[REQUEST] Can you turn the items from the line with "Expected output: the position of each instance of the rear" through the line with "(1158, 193)", both ends included, into a numbered list with any blank lines dropped?

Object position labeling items
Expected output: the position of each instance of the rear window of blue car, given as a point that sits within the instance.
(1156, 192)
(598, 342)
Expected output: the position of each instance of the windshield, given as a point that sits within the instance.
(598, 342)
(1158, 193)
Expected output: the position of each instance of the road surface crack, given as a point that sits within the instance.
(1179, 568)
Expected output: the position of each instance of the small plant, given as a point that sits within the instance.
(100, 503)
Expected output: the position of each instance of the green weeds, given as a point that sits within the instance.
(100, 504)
==
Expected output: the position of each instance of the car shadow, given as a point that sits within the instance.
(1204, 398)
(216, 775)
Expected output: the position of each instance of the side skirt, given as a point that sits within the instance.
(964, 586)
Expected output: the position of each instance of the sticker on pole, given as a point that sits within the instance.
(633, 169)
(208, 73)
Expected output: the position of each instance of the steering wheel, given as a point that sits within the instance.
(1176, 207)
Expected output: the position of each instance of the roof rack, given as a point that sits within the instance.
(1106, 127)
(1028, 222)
---
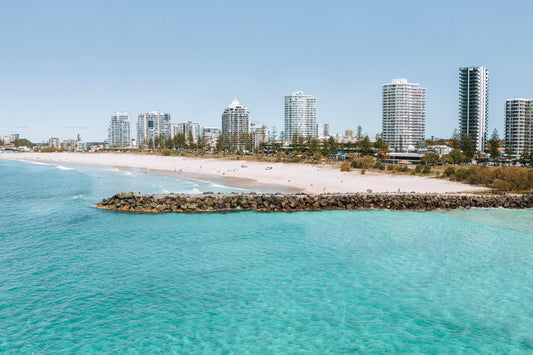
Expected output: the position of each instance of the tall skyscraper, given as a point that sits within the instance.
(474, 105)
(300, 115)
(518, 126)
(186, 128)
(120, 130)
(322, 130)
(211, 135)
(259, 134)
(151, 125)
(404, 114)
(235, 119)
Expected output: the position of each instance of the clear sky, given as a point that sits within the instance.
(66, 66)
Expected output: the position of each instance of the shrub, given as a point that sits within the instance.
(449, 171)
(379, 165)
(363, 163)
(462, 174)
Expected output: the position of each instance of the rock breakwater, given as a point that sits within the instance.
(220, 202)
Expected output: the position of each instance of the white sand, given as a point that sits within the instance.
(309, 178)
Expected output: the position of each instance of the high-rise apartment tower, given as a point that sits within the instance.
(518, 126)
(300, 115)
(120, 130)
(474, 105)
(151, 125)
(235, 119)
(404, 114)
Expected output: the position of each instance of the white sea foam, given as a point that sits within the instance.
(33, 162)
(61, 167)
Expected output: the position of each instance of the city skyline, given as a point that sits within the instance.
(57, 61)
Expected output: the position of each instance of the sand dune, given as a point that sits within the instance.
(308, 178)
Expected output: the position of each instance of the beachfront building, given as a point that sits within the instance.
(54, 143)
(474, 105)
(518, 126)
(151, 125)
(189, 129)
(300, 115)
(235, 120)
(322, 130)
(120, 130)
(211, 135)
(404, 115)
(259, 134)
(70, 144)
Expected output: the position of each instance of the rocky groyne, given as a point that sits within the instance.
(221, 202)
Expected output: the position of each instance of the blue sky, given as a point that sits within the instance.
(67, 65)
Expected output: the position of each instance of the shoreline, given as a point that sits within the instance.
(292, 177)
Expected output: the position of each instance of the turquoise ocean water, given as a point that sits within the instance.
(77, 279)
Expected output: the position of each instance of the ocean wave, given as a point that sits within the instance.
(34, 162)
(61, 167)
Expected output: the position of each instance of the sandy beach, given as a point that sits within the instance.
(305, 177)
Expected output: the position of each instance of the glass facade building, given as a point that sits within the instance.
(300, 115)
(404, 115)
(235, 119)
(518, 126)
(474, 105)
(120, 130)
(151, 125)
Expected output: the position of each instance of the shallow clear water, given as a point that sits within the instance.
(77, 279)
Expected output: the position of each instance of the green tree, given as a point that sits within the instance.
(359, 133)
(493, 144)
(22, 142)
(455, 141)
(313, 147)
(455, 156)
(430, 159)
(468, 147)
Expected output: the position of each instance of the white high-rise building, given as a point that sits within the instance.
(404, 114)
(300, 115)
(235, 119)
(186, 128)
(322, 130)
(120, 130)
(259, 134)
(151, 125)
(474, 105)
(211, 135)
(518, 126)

[EXERCISE OUTPUT]
1. Expected output: the position of each instance of the rear window of blue car, given as a point that sits within the instance.
2. (1156, 192)
3. (598, 342)
4. Expected output: the position of each instance of the windshield, given as a point that sits within the instance.
5. (598, 342)
6. (1158, 193)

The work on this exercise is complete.